··· Excerpt

Governments Exist to Further the Interests of "Favored Groups"
"We the People" are Never the Favored Group
Professor John Kozy - 13 July 2012
"Liquidate labor, liquidate stocks, liquidate the farmer, liquidate real estate. It will purge the rottenness out of the system."—Herbert Hoover’s treasury secretary Andrew Mellon.
Governments have never existed to solve problems domestic or international. Governments and their institutions exist merely to further and secure the interests of favored groups, but We the People are never the favored group.
Paul Krugman recently wrote that
- the fact is that the Fed, like the European Central Bank, like the U.S. Congress, like the government of Germany, has decided that avoiding economic disaster is somebody else’s responsibility.
- None of this should be happening. As in 1931, Western nations have the resources they need to avoid catastrophe, and indeed to restore prosperity — and we have the added advantage of knowing much more than our great-grandparents did about how depressions happen and how to end them. But knowledge and resources do no good if those who possess them refuse to use them.
- And that’s what seems to be happening. The fundamentals of the world economy aren’t, in themselves, all that scary; it’s the almost universal abdication of responsibility that fills me, and many other economists, with a growing sense of dread.
Krugman and most other Americans are fond of blaming social problems on the personal failings of individuals rather than on the systemic failings of institutions. It is people borrowing more than they can afford rather than banks lending too loosely or consumers saving too little rather than businesses paying too little to enable consumers to save that causes all of the problems. But borrowing and lending and saving and income are not independent variables. People are persons with personal failures but banks are institutions with systemic failures, and the systemic failures can entice people to engage in activities that may look like personal failures but are not. Krugman and many others assume that governments and their institutions exist to solve the problems peoples face. When the problems persist, these people again assume that it is because those in government just aren't doing their jobs. But there is very little historical evidence to support this view.

······
··· Dataset rows

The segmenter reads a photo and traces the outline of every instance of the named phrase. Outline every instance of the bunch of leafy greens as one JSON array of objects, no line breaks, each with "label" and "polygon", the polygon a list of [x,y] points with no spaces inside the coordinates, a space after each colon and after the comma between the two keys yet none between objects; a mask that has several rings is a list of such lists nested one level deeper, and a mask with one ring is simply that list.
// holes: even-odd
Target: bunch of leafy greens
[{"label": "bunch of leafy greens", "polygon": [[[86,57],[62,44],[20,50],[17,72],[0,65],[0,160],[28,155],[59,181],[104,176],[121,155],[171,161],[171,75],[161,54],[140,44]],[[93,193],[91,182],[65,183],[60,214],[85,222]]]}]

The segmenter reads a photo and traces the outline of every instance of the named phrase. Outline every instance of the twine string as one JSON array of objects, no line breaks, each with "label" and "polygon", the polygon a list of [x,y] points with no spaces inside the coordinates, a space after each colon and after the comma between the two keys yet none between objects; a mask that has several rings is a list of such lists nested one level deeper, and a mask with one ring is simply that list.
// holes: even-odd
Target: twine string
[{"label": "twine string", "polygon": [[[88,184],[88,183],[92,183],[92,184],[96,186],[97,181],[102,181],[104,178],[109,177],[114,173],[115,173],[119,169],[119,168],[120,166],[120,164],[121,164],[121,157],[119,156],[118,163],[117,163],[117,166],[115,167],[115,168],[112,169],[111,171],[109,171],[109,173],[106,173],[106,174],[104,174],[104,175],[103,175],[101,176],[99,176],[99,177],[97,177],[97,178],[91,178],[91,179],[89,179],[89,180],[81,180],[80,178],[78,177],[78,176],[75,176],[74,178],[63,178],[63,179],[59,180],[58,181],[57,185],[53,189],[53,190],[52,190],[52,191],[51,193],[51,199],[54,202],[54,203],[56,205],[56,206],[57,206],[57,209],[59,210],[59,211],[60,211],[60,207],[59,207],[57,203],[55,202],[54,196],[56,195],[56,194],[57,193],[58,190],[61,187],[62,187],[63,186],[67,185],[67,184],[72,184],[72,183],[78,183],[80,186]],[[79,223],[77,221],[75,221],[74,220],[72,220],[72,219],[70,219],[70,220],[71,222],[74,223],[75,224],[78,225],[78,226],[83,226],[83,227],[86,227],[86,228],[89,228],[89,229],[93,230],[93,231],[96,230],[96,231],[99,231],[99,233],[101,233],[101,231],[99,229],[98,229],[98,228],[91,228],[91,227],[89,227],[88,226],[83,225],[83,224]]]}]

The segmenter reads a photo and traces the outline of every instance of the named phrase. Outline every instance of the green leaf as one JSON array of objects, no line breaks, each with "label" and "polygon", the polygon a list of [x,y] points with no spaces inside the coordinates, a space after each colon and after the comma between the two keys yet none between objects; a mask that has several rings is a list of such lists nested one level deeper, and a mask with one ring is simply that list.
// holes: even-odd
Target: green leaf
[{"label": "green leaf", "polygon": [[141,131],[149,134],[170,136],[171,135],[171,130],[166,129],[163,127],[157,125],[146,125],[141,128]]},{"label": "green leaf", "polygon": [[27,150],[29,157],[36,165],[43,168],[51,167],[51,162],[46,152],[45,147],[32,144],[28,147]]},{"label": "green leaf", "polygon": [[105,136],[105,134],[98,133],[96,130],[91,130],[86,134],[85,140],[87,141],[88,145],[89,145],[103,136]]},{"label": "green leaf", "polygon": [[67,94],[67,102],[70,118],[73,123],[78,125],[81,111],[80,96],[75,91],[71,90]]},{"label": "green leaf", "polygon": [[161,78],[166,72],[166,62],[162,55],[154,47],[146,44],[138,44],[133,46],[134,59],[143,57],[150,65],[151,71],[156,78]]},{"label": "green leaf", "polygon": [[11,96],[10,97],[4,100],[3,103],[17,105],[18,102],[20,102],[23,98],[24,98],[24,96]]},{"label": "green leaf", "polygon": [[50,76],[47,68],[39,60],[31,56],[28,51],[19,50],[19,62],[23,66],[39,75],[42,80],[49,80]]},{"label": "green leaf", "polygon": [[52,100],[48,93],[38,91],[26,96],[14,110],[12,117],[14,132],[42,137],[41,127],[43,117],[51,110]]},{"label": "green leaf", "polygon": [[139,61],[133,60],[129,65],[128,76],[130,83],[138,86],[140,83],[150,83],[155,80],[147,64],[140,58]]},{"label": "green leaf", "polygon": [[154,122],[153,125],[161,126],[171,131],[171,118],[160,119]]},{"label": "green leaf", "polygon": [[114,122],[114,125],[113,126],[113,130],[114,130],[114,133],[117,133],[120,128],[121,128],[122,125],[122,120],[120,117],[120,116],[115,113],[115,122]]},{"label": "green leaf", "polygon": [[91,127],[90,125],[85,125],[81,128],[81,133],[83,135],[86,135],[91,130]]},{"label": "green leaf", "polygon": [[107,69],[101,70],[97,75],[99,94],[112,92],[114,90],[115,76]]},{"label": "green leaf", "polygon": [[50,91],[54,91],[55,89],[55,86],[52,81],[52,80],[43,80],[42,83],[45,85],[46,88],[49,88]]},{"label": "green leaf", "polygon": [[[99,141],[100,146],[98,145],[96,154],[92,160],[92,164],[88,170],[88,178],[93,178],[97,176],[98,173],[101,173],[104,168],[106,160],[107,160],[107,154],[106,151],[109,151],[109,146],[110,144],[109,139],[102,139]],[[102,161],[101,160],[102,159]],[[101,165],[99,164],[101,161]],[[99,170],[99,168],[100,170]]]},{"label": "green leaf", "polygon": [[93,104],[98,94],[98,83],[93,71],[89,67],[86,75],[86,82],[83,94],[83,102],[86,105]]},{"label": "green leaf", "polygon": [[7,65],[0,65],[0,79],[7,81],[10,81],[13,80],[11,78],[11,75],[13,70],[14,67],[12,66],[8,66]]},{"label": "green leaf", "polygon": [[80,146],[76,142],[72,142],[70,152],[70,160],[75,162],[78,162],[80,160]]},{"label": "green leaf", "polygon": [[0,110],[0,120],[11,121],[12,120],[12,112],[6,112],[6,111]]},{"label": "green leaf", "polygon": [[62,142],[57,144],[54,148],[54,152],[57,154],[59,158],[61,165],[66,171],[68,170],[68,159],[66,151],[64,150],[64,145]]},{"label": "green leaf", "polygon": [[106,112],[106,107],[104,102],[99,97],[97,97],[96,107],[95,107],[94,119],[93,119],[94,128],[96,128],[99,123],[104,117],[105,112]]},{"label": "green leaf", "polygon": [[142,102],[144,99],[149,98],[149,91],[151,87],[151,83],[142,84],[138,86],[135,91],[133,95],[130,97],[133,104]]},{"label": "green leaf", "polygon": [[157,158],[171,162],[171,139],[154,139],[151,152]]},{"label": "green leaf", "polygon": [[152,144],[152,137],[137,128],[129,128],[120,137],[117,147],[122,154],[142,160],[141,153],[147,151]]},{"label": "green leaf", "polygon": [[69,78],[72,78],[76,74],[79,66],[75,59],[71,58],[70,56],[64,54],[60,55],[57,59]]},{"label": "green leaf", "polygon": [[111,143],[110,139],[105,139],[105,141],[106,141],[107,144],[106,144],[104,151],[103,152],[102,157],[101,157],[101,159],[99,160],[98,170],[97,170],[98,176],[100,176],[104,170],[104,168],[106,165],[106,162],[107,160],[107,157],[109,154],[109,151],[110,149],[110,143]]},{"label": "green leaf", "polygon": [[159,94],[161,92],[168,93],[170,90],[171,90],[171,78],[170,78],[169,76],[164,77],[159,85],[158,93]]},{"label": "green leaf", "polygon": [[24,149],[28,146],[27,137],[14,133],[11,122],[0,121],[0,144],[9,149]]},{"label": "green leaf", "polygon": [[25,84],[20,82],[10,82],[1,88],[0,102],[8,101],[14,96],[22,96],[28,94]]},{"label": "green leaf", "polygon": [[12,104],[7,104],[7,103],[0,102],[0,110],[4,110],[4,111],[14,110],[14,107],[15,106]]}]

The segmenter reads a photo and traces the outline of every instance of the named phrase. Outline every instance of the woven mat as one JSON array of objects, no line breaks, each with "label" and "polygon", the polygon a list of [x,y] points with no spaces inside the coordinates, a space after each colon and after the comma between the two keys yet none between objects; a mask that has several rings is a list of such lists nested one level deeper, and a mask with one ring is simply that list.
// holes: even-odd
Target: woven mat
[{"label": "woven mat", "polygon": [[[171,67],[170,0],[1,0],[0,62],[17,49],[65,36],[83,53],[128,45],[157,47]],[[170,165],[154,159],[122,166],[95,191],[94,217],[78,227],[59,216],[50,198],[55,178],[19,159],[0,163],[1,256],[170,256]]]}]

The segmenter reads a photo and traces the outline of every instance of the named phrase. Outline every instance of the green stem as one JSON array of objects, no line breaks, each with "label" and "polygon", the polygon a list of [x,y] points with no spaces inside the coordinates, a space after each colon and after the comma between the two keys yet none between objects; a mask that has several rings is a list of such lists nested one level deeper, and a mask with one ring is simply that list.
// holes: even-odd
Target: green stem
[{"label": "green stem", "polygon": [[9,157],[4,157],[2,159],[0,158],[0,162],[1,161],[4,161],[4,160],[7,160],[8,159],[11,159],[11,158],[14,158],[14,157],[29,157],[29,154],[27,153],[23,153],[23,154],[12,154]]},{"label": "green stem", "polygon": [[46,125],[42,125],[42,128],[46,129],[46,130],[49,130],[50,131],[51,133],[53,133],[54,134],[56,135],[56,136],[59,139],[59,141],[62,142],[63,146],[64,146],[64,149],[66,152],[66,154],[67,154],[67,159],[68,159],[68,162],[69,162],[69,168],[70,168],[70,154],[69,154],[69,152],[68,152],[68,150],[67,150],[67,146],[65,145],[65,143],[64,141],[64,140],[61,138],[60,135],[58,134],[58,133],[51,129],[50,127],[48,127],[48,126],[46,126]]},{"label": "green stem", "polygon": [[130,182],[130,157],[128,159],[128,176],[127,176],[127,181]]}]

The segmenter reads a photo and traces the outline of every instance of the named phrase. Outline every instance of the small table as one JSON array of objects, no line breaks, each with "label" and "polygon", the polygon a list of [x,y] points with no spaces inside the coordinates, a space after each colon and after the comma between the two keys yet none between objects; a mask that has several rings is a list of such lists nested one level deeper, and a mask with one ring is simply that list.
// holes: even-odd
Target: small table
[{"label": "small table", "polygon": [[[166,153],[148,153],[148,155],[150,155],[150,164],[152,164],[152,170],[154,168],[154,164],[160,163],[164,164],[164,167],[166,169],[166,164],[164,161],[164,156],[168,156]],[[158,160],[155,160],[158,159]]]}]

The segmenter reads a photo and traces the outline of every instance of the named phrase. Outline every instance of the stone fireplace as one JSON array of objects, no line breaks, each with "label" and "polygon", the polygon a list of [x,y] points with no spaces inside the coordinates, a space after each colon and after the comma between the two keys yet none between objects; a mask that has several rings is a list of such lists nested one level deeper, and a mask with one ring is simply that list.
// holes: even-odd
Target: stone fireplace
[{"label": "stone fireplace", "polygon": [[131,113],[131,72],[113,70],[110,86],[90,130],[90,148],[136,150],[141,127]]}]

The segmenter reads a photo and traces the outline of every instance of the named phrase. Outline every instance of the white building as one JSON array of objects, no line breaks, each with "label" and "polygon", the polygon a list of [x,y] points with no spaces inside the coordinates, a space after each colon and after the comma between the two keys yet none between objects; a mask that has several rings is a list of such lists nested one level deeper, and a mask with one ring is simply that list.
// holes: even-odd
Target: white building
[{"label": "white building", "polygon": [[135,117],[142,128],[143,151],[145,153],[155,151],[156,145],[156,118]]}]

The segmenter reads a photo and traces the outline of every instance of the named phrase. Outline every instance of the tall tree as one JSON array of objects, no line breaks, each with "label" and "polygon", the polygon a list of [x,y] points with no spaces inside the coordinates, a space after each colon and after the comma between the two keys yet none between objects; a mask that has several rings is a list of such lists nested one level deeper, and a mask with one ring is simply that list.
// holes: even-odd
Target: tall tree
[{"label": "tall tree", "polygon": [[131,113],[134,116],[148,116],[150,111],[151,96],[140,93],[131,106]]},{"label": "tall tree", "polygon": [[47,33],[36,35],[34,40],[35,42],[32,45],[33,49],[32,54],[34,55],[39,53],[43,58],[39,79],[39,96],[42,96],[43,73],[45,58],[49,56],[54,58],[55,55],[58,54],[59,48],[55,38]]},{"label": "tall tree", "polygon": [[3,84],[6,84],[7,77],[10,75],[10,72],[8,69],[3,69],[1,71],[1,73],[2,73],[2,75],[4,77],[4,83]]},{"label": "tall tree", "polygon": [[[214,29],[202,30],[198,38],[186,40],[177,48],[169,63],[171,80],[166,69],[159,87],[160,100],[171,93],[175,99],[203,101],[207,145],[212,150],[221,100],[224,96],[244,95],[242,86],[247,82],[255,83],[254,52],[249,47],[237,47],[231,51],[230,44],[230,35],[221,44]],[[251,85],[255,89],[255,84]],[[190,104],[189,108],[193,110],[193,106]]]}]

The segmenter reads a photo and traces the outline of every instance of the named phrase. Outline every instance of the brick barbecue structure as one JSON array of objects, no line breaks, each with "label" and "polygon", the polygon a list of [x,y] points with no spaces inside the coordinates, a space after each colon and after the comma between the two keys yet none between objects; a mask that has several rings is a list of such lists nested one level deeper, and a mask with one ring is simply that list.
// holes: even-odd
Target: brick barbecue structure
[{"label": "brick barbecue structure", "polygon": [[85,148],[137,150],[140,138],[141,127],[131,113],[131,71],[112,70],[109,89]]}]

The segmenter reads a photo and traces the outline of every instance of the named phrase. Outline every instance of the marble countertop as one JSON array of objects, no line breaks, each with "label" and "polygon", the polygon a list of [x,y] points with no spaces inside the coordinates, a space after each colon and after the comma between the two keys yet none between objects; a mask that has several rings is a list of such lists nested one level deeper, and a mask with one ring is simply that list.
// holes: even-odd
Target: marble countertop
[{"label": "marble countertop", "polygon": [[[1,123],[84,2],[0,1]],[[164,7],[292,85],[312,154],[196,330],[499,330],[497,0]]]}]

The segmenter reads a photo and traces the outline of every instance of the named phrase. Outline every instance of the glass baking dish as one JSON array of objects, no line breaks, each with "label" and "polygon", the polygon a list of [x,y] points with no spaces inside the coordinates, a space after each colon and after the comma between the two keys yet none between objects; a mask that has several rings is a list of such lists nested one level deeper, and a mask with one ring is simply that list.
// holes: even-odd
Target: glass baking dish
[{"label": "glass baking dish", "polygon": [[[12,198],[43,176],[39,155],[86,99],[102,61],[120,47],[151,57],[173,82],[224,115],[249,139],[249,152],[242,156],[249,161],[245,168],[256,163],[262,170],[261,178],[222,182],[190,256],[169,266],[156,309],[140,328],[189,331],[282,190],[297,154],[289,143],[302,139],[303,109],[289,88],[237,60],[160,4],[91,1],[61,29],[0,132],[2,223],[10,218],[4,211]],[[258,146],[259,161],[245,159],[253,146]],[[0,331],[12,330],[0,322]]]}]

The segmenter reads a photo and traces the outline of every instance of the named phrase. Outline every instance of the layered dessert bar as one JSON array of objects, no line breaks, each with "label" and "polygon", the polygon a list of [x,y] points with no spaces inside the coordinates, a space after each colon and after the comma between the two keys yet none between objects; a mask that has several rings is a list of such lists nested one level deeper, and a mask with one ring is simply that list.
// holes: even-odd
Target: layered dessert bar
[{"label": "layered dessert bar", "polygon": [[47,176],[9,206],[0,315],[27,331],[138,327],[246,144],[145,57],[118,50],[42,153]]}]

······

- [What this exercise asks]
1 - In the essay on governments and favored groups, what does the quoted Krugman passage say fills him and many other economists with a growing sense of dread?
2 - Resume the essay on governments and favored groups right after its final sentence, carrying its argument forward.
None of the records have any bearing on this.

- [Solved problems]
1 - The almost universal abdication of responsibility.

2 -
The government of Louis XVI made scanty attempts to solve the problems of the French people which ultimately led to the French Revolution. The various governments in the United States in the early 1800 made few attempts to resolve the problems raised by slavery in American society and the Supreme Court made any resolution of them impossible which led to the Civil War. Emperor Franz Joseph of Austro-Hungary made no effort to resolve the ethnic problems his empire faced in the Balkans which ultimately led to the First World War. Great Britain and France made no attempts to ameliorate the problems Germany faced as a result of the conditions imposed on it by the Treaty of Versailles which then resulted in the Second World War. No government has made much of an attempt to resolve the problems created in the Levant by the creation of Israel, and instability, slaughter, and war have prevailed ever since. Now a third world war, an atomic conflagration, may be in the offing.
Domestic and international conflicts are being exacerbated world-wide by similar failures at problem resolution. The Western nations and Israel are not making any serious attempts to resolve their problems with Iran. The only possibility of resolving the problems in Western minds is for Iran to merely conform to what the Western world wants. Western European nations are treating the debt crisis similarly. There is only one resolution: the Southern European states must merely do what the Northern ones say regardless of how it affects the peoples of Southern Europe. And the American Congress is paralyzed by each party's insistence that its way is the only way.
So what is really going on? What are Krugman and others missing? The answer is as plain as sunlight on a cloudless day.
Governments have never existed to solve problems domestic or international. Governments and their institutions exist merely to further and secure the interests of favored groups. For instance, each nation's foreign policy always consists of "protecting our interests" somewhere or other. Whose interests are "our interests"? Why the favored group's, of course. And who are the favored groups? Well, it all depends.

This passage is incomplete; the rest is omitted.